### BAGIAN LATIHAN
- A) Jawablah pertanyaan berikut berdasarkan dokumen tentang pemodelan harga saham BBNI:
(i) Metode apa yang dipakai untuk memodelkan harga penutupan saham BBNI?
(ii) Nilai apa yang diberikan kepada seed_nrp?
(iii) Tanggal asal (origin) apa yang digunakan ketika kolom Date bertipe numerik?
- B) Cetak tanpa perubahan bagian dari dokumen tentang pemodelan harga saham BBNI, mulai dari "library(lubridate)" sampai dengan "data$Date <- as.Date(data$Date)".
- C) Tuliskan kelanjutan dokumen tentang pemodelan harga saham BBNI, dimulai tepat setelah bagian terakhir yang ditampilkan.

Dokumen ini dibuat sebagai latihan penggunaan R Markdown. Analisis yang digunakan adalah contoh syntax R mengenai pemodelan harga penutupan saham BBNI menggunakan metode Feed Forward Neural Network (FFNN).
Tahapan analisis meliputi import data, preprocessing, eksplorasi data, pembagian data training dan testing, pembentukan variabel lag, pelatihan model neural network, evaluasi model, serta visualisasi hasil prediksi.
library(readxl)
library(dplyr)
library(ggplot2)
library(lubridate)
library(neuralnet)
library(forecast)
seed_nrp <- 001
set.seed(seed_nrp)
data <- read_excel("C:/Users/LENOVO/Downloads/BBNI.xlsx")
names(data) <- trimws(names(data))
if (!("Date" %in% names(data))) names(data)[1] <- "Date"
if (!("Close" %in% names(data))) names(data)[2] <- "Close"
if (inherits(data$Date, "Date")) {
data$Date <- data$Date
} else if (inherits(data$Date, "POSIXct") | inherits(data$Date, "POSIXt")) {
data$Date <- as.Date(data$Date)
} else if (is.numeric(data$Date)) {
data$Date <- as.Date(data$Date, origin = "1899-12-30")
} else {
data$Date <- as.Date(data$Date, tryFormats = c(
"%Y-%m-%d",
"%d/%m/%Y",
"%m/%d/%Y",
"%d-%m-%Y",
"%Y/%m/%d"
))
}
data$Close <- as.numeric(gsub(",", "", as.character(data$Close)))
data <- data %>%
select(Date, Close) %>%
arrange(Date) %>%
distinct(Date, .keep_all = TRUE) %>%
na.omit()
cat("Jumlah data setelah preprocessing:", nrow(data), "\n")

### CUPLIKAN BARIS
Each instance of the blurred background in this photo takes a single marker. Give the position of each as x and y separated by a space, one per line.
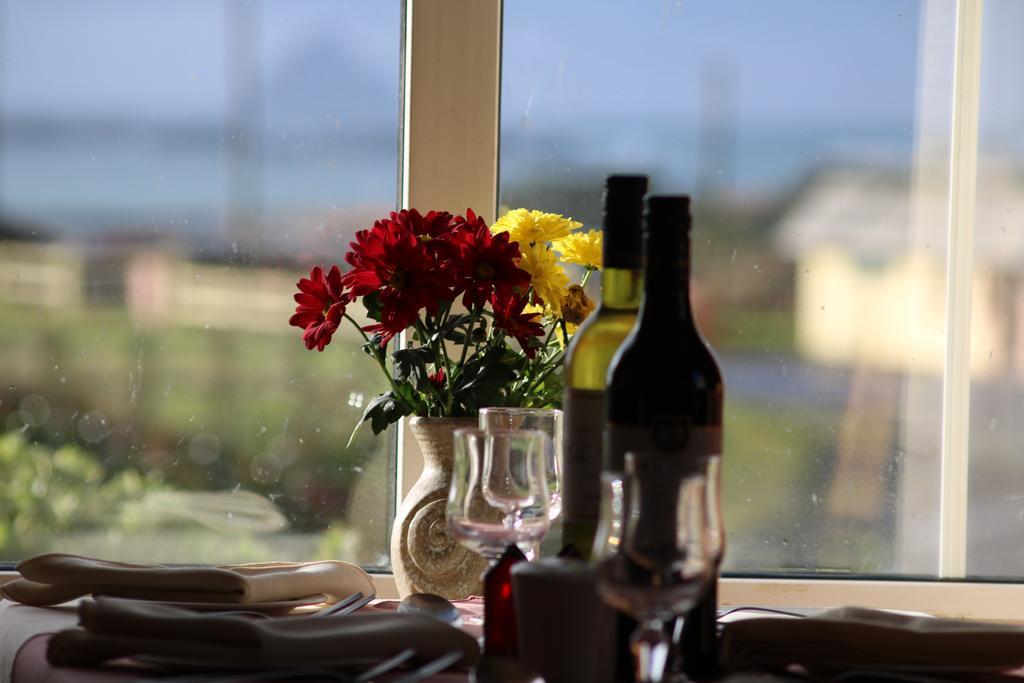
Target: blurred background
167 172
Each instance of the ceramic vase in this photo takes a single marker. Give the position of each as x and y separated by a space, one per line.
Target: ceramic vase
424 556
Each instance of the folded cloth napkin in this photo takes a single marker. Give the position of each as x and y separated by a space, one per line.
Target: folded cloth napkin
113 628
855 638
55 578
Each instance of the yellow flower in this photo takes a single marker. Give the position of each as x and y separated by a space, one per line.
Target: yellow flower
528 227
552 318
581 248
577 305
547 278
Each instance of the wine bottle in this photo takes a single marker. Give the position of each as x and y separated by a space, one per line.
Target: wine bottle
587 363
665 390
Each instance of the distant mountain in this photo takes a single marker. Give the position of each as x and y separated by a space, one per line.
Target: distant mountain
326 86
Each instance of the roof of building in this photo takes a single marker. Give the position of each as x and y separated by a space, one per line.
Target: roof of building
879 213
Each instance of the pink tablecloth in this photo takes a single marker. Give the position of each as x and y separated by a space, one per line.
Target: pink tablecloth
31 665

...

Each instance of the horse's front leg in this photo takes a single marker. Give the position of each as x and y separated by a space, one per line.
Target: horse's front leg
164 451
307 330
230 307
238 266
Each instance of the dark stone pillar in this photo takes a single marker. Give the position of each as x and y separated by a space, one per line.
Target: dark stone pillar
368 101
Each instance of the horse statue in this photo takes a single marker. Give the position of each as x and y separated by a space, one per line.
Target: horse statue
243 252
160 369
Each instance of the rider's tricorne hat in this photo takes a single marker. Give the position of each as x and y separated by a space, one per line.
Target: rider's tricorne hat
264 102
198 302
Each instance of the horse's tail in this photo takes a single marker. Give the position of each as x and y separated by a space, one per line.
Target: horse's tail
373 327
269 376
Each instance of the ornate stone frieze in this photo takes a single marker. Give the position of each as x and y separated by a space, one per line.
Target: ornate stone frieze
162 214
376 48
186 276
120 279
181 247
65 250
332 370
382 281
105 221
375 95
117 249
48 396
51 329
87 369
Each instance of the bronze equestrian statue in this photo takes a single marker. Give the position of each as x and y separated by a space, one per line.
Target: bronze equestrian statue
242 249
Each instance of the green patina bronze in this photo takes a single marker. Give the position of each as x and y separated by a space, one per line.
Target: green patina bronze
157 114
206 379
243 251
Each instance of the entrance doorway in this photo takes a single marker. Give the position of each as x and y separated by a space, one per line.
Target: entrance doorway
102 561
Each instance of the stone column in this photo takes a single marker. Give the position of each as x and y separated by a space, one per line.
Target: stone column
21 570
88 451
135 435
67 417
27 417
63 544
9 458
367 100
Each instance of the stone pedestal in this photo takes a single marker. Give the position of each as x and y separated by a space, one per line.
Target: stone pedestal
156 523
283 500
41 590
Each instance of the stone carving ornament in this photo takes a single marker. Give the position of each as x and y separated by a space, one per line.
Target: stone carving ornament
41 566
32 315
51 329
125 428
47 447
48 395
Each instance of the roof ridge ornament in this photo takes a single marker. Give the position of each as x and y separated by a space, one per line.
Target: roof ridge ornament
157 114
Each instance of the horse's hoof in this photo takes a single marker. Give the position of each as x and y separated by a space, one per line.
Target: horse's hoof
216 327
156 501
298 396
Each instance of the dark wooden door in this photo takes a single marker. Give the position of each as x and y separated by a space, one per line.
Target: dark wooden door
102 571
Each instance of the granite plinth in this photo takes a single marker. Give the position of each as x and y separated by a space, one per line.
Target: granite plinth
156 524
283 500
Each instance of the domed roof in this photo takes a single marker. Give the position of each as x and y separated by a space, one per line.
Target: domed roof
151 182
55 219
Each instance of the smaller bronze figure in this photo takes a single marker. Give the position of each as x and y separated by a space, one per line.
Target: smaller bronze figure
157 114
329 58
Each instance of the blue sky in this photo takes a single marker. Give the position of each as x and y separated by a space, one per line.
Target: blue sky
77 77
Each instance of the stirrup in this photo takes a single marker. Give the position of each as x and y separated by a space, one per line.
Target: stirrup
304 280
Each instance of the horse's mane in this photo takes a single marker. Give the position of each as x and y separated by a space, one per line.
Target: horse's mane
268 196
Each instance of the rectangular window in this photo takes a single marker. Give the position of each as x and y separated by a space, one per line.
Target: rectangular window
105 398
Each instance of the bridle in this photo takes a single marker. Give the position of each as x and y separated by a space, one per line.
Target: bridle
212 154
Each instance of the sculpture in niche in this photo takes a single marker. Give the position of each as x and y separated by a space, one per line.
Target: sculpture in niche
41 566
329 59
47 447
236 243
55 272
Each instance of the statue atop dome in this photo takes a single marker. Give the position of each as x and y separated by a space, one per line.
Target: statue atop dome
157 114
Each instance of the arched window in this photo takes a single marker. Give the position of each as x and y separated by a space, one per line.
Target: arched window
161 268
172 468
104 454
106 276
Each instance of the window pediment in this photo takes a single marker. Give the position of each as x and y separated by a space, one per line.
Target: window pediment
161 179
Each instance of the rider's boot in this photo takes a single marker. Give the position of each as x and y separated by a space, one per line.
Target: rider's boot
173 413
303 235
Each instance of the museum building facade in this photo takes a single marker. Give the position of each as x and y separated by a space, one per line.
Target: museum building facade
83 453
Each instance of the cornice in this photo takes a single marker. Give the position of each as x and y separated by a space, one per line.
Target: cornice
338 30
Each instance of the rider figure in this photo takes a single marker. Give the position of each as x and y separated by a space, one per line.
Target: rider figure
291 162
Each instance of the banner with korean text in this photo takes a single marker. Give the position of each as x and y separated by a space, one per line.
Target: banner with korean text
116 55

==

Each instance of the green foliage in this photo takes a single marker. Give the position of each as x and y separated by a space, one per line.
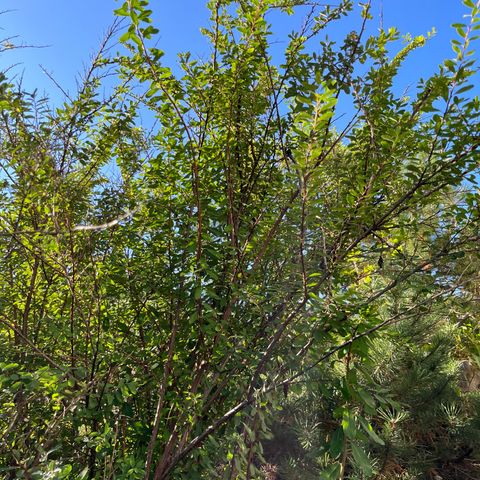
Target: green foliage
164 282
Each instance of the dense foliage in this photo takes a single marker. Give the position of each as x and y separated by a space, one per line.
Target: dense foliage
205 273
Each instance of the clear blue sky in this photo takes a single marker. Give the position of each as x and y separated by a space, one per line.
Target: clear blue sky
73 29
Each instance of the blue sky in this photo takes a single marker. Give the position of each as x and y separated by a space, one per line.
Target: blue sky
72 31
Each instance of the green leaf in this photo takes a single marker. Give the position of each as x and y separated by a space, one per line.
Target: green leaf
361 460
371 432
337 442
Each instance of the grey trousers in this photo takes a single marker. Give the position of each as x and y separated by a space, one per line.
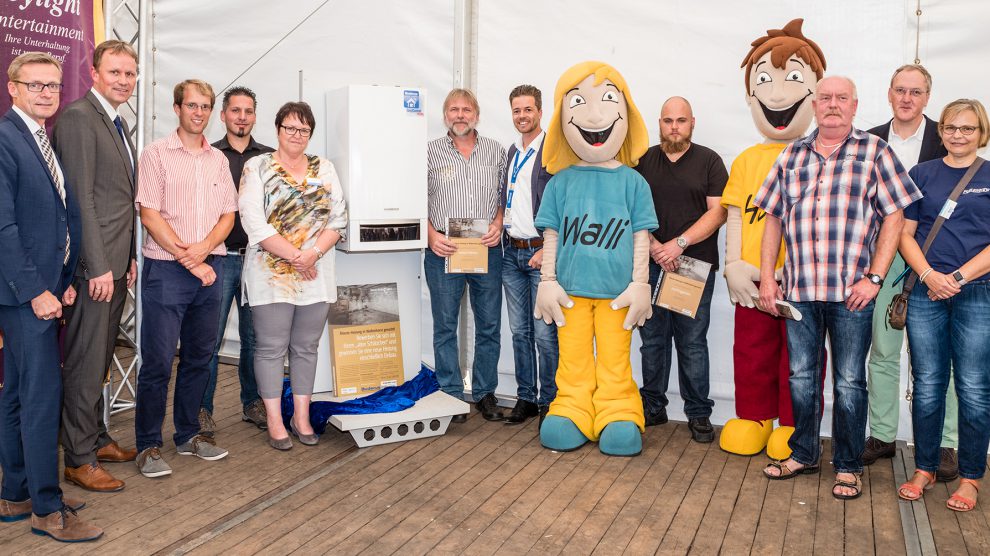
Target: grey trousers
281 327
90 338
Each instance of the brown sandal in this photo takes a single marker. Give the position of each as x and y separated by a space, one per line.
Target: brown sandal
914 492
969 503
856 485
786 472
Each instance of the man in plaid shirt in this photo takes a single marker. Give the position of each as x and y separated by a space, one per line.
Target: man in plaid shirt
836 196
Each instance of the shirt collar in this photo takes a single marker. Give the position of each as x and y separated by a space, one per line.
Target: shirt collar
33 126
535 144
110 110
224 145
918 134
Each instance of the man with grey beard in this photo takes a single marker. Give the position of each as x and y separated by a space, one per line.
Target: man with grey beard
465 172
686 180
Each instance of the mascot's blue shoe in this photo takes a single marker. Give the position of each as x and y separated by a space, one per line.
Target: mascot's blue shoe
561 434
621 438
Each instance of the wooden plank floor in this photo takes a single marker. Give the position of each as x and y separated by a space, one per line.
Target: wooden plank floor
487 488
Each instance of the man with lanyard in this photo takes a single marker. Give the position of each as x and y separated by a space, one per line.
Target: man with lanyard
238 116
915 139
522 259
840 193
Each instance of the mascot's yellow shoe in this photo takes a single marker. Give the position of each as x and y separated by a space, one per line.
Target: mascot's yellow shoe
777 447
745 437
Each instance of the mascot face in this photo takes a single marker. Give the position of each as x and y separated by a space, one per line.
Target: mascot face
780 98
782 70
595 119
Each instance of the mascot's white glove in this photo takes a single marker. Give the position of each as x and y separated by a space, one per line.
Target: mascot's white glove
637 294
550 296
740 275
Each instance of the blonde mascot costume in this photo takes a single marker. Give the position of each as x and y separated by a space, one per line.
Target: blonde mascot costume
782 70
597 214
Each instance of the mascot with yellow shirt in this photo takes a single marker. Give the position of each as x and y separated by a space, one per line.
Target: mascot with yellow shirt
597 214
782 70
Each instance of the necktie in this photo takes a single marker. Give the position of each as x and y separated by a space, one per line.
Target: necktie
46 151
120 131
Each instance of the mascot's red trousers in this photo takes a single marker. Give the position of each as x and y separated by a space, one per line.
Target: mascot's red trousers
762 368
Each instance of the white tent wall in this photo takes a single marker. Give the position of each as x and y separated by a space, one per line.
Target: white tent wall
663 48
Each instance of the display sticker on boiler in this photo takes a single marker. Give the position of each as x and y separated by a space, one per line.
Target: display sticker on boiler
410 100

### JAWABAN TIAP TUGAS
- A)
(i) Feed Forward Neural Network (FFNN)
(ii) 001
(iii) "1899-12-30"

- B)
library(lubridate)
library(neuralnet)
library(forecast)
seed_nrp <- 001
set.seed(seed_nrp)
data <- read_excel("C:/Users/LENOVO/Downloads/BBNI.xlsx")
names(data) <- trimws(names(data))
if (!("Date" %in% names(data))) names(data)[1] <- "Date"
if (!("Close" %in% names(data))) names(data)[2] <- "Close"
if (inherits(data$Date, "Date")) {
data$Date <- data$Date
} else if (inherits(data$Date, "POSIXct") | inherits(data$Date, "POSIXt")) {
data$Date <- as.Date(data$Date)

- C)
## Jumlah data setelah preprocessing: 712
stat_deskriptif <- data %>%
summarise(
Jumlah_Data = n(),
Mean = mean(Close),
Median = median(Close),
Minimum = min(Close),
Maksimum = max(Close),
Standar_Deviasi = sd(Close)
)
print(stat_deskriptif)
## # A tibble: 1 × 6
## Jumlah_Data Mean Median Minimum Maksimum Standar_Deviasi
## <int> <dbl> <dbl> <dbl> <dbl> <dbl>
## 1 712 4747. 4590 3720 6225 512.
ggplot(data, aes(x = Date, y = Close)) +
geom_line() +
labs(
title = "Plot Time Series Harga Penutupan BBNI",
x = "Tanggal",
y = "Close"
) +
theme_minimal()
n <- nrow(data)
n_train <- floor(0.8 * n)
train_data <- data[1:n_train, ]
test_data <- data[(n_train + 1):n, ]
cat("Jumlah data training:", nrow(train_data), "\n")
## Jumlah data training: 569
cat("Jumlah data testing :", nrow(test_data), "\n")
## Jumlah data testing : 143
train_min <- min(train_data$Close)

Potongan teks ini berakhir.